STATED EXERCISE –
Locate every line in the records below that contains the word "shirt" and copy each such line. Case counts.

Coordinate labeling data

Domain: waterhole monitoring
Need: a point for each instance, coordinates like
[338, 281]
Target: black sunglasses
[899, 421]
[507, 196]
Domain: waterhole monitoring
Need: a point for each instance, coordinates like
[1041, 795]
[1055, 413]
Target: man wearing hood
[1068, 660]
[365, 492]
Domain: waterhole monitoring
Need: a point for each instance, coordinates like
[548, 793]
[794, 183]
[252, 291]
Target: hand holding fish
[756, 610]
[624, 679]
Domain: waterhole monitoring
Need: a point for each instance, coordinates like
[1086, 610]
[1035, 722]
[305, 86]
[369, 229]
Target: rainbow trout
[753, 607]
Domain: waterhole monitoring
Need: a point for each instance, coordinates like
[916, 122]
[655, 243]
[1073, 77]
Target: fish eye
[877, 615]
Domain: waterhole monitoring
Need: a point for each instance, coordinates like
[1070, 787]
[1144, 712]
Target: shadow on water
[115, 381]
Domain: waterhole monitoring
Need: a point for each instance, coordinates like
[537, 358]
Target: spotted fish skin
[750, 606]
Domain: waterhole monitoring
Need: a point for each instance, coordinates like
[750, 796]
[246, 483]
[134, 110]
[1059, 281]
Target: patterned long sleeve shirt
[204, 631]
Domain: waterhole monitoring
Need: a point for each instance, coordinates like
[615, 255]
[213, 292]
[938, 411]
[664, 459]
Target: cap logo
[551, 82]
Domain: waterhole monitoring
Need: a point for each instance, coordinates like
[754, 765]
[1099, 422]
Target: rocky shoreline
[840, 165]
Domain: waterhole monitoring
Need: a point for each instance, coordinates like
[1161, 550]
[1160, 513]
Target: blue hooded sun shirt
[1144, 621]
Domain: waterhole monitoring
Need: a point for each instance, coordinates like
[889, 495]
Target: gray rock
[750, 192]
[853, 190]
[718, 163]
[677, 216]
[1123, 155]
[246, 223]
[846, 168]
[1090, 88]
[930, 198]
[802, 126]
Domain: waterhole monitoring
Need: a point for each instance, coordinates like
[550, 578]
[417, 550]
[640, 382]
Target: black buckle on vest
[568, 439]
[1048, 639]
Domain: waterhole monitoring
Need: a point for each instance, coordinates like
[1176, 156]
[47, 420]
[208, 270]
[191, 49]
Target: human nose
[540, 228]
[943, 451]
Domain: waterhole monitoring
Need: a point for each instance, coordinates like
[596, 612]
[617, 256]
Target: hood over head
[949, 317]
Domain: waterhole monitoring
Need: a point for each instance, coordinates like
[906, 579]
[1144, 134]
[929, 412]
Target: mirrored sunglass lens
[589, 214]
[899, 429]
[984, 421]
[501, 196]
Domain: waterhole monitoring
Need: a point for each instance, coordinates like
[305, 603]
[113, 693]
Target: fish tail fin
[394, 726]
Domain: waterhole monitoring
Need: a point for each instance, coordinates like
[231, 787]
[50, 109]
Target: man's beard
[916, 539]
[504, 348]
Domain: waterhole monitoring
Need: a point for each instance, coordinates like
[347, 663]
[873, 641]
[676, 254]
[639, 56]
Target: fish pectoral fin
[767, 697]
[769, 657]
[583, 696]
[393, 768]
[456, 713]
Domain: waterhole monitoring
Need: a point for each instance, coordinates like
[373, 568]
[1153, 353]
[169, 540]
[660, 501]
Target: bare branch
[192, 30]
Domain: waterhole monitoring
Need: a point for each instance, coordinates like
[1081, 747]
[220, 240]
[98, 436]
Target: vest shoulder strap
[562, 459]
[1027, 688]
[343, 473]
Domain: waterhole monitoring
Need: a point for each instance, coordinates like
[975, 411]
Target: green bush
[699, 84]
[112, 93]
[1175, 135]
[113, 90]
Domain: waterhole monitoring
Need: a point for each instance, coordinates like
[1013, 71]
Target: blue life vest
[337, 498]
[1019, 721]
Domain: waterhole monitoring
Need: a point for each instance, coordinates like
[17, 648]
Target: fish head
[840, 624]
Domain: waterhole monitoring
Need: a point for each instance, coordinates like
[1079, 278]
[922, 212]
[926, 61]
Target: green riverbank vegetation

RESPONSE –
Target: patterned long sleeve shirt
Target: blue hooded sun shirt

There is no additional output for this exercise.